What to do
• a. Using the newsletter excerpt, decide whether each statement agrees with it. For each, answer yes or no and quote the words that decide it.
(i) The cover of "Exit Music - For A Film" used in Westworld Season 1 is by Ramin Djawadi.
(ii) The interview with Scott at The Permaculture Podcast is already available to hear.
(iii) Anyone with a project to feature can get in touch or check Twitter for a weekly call.
• b. Answer these questions from the newsletter excerpt.
(i) Which band recorded the original "Exit Music - For A Film"?
(ii) Which Twitter handle does Scott use for metal music and TTRPGs?
(iii) At what point does the cover merge with one of the show's main orchestral themes?

That's this week's Signal Boost! If you have a project you'd like to see here get in touch or check Twitter for my weekly call.
Westworld Covers: Exit Music - For A Film

Not just a haunting piece of music but again one that speaks to the core motifs of the show, the idea of story as a maze we're trapped in and of the same things happening in a different key. Listen especially to the end where this merges with one of the main orchestral themes for the show.

Video description: Over an image of a Host from the show in the Virtruvian Man pose, the Ramin Djawadi cover of 'Exit Music - For A Film' by Radiohead used in Westworld Season 1 plays.

Where You Can Find Us This Week

In The Booth

  • I recorded a great interview with Scott over at The Permaculture Podcast which will go live in a couple of weeks. We'll link to it then but in the meantime go say hello at@permaculturepod or his metal music and TTRPGs twitter, @nordaim.

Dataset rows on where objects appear
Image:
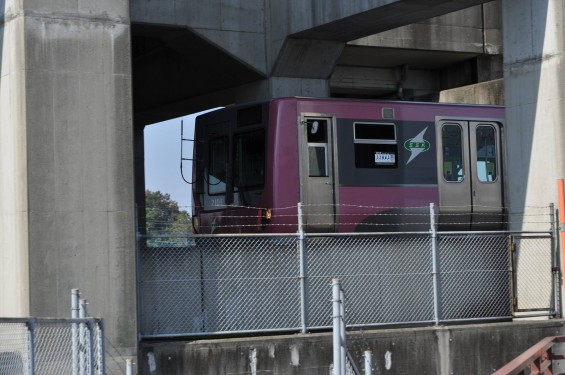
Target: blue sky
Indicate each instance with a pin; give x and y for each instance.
(163, 155)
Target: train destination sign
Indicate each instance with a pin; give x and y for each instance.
(385, 158)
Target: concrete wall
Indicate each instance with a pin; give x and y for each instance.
(534, 72)
(66, 204)
(475, 349)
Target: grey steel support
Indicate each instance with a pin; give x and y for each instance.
(75, 297)
(435, 263)
(302, 258)
(336, 327)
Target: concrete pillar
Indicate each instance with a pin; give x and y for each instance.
(534, 73)
(66, 144)
(14, 288)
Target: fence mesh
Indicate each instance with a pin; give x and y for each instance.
(51, 346)
(533, 265)
(225, 284)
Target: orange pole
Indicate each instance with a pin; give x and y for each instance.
(561, 199)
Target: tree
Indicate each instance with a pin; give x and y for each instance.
(162, 215)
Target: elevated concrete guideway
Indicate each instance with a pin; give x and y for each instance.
(77, 75)
(198, 56)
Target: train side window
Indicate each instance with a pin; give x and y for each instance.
(249, 160)
(217, 165)
(317, 137)
(317, 161)
(452, 136)
(375, 145)
(486, 153)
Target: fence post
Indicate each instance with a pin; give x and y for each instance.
(31, 345)
(336, 327)
(101, 349)
(368, 362)
(342, 335)
(435, 263)
(82, 340)
(555, 268)
(89, 350)
(75, 296)
(302, 277)
(129, 367)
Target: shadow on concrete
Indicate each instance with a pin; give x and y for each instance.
(524, 38)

Solution list
• a.
(i) Yes: "the Ramin Djawadi cover of 'Exit Music - For A Film' by Radiohead used in Westworld Season 1 plays."
(ii) No: "which will go live in a couple of weeks."
(iii) Yes: "get in touch or check Twitter for my weekly call."

• b.
(i) Radiohead
(ii) @nordaim
(iii) At the end